The btc.top and other pools that actually made the announcement possibly even expected this. They never had a majority hashpower, even ignoring that pools and miners are not the same people. Why would they do this then, you ask?

What we observed is a fork in communities without a fork in code or chain.

I'm not sure if people realized this yet. But this may be very interesting going forward.

As I wrote in my previous post:

There is one team that is asking for real funding and their reasons are based on a questionable business model.

This team, it is very clear to people having followed this weeks posts, is the ABC team. They are also the only ones in favor of this dev-tax.

Here we have deadalnix (the ABC spokesperson): (post / spanish)

They asked myself several times to implement such a measure in Bitcoin ABC directly, to which I responded every time that such an initiative needed to come from the miners as there is obvious conflict of interest if devs decide to take away money from miners and pay themselves with it.

As we can see in a public video from him, the original request for this kind of funding is also from Amaury. While not a smoking gun, this quoted paragraph gives a strong impression that the miners have responded to such requests by stating ABC should just change their software to make it mandatory. Everyone knows that the market would react badly to this idea, and Amaury states he didn't take that risk.

But now some mining pools made the first move, ABC takes it all the way:

I propose that the control of the key needs to be in the hands of people who have proven they work in the best interest of Bitcoin Cash, even during rough times, have a commitment to infrastructure and a proven track record, such as Jonald Fyookball, Mengerian and myself. 

Please read this and realize that this man, today, has a lot of power to decide what goes into Bitcoin Cash. Does that make you feel happy?

So, what about Jonald and Mengerian?

▸ **LISTED ENTRIES**:

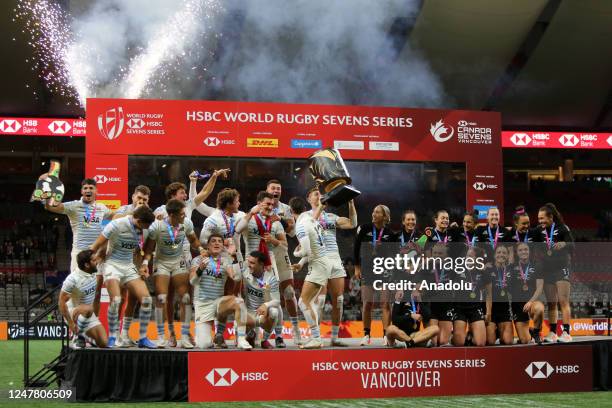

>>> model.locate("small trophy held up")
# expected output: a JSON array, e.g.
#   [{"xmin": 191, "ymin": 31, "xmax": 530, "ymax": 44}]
[
  {"xmin": 308, "ymin": 148, "xmax": 361, "ymax": 207},
  {"xmin": 30, "ymin": 160, "xmax": 64, "ymax": 207}
]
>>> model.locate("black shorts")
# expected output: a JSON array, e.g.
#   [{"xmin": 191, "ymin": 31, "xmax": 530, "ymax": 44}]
[
  {"xmin": 431, "ymin": 302, "xmax": 455, "ymax": 322},
  {"xmin": 512, "ymin": 302, "xmax": 529, "ymax": 323},
  {"xmin": 544, "ymin": 266, "xmax": 570, "ymax": 283},
  {"xmin": 455, "ymin": 302, "xmax": 485, "ymax": 323},
  {"xmin": 491, "ymin": 302, "xmax": 512, "ymax": 323}
]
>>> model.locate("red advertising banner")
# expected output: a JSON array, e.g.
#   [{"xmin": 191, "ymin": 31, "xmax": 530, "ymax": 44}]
[
  {"xmin": 0, "ymin": 117, "xmax": 86, "ymax": 137},
  {"xmin": 189, "ymin": 346, "xmax": 593, "ymax": 402},
  {"xmin": 86, "ymin": 99, "xmax": 503, "ymax": 214},
  {"xmin": 502, "ymin": 130, "xmax": 612, "ymax": 149}
]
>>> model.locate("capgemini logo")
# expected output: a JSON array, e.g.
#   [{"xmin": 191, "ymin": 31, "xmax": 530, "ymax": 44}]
[
  {"xmin": 429, "ymin": 119, "xmax": 455, "ymax": 143},
  {"xmin": 98, "ymin": 106, "xmax": 125, "ymax": 140}
]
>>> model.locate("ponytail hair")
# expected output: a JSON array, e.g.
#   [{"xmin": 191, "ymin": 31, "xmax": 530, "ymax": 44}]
[
  {"xmin": 540, "ymin": 203, "xmax": 565, "ymax": 224},
  {"xmin": 512, "ymin": 205, "xmax": 529, "ymax": 224}
]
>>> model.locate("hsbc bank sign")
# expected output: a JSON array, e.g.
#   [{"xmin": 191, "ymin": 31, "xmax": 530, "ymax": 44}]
[
  {"xmin": 205, "ymin": 368, "xmax": 270, "ymax": 387},
  {"xmin": 98, "ymin": 106, "xmax": 166, "ymax": 140}
]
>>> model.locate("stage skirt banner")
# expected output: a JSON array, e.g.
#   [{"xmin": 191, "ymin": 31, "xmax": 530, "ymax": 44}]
[
  {"xmin": 86, "ymin": 99, "xmax": 503, "ymax": 215},
  {"xmin": 188, "ymin": 346, "xmax": 593, "ymax": 402}
]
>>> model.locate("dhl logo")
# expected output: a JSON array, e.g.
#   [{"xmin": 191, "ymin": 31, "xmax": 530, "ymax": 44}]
[{"xmin": 247, "ymin": 137, "xmax": 278, "ymax": 148}]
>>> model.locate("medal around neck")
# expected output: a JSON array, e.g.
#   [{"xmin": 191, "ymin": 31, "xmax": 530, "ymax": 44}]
[
  {"xmin": 308, "ymin": 148, "xmax": 361, "ymax": 207},
  {"xmin": 30, "ymin": 160, "xmax": 64, "ymax": 206}
]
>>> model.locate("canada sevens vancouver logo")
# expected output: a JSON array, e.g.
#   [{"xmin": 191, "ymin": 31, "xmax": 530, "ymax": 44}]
[{"xmin": 98, "ymin": 106, "xmax": 125, "ymax": 140}]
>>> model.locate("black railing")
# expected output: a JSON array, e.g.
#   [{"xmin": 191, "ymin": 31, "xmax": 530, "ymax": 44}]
[{"xmin": 23, "ymin": 286, "xmax": 69, "ymax": 387}]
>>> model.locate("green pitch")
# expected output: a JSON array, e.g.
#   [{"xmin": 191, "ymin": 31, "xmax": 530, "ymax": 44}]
[{"xmin": 0, "ymin": 340, "xmax": 612, "ymax": 408}]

▸ **WHAT YOU WILL DO**:
1. In the post on the Bitcoin Cash dev-tax, why did the ABC spokesperson say he refused each time to build the funding measure directly into Bitcoin ABC? Answer in one to three sentences.
2. Please extend the post on the Bitcoin Cash dev-tax past its last line by a few paragraphs in the same voice.

▸ **RESPONSES FOR EACH TASK**:
1. He held that such an initiative had to come from the miners. If developers decided to take money away from miners and pay themselves with it, that would be an obvious conflict of interest.

2.
Lets start with Jonalds "facts":

Bitcoin ABC (the lead implementation of Bitcoin Cash) could not have unilaterally decided to fund themselves as it would have been political suicide, even though this had been requested before.

Ok, these guys obviously coordinated their stories.

We need to get bigger before we worry about things like “decentralization” and “purity of protocol”. 

At least he is being frank. I agree that those values would be killed. The rest of the community is not so eager to kill those in order for Jonald to get a nice paycheck, though.

I take responsibility for “pushing” and encouraging this.

Thank you for your frank admitting of where you stand on this, Jonald.

Mengerian wrote a post here too. As yet another poster using a pseudonym it is curious to see that Amaury suggested him to be part of the inner circle. Reading his post it is clear that the man is well versed in writing non-committal sentences. It feels like reading the writings of a politician.

Is it a “Tax”? This question has been asked 1000 times, but here’s a different perspective: If anything should be compared to a tax, it is the block reward itself.
To the extent that the block reward is a “tax”, the Infrastructure Funding Plan is not a new tax, but a reallocation of the existing one. 

But, lets focus on the mans beliefs, not his great writing skills.

This would effectively make it a consensus rule.

Here we have the most important part. Orphaning blocks that don't pay him and his friends are no longer to be called Bitcoin Cash. That is his opinion. This is what the man honestly beliefs.

Leaders should represent those they intent to lead

There is no point in linking to the hundreds or thousands of posts, tweets, articles and blogs that all conclude the same thing. The sharp opposite of the above quoted people.

The Bitcoin Cash community is not really divided, in fact it is amazingly coherent. The only ones that really want this dev-tax are the ones that have designed it and are the ones that will benefit from it.

These people claim to represent us. As Jonald called ABC: "the lead implementation of Bitcoin Cash".

I ask you, my dear reader, to consider if this is really the team you want to be the leader. If there is a way we can make very clear to them that they do what the holders want, miners and people don't just follow them. That is not how Bitcoin works.

As closing, all 3 blogs had the same sentiment in almost the same wording.

Also, doing it without orphaning will fail because the contributions from individual miners will be meager, and pools cannot do this at scale because they will quickly become uncompetitive.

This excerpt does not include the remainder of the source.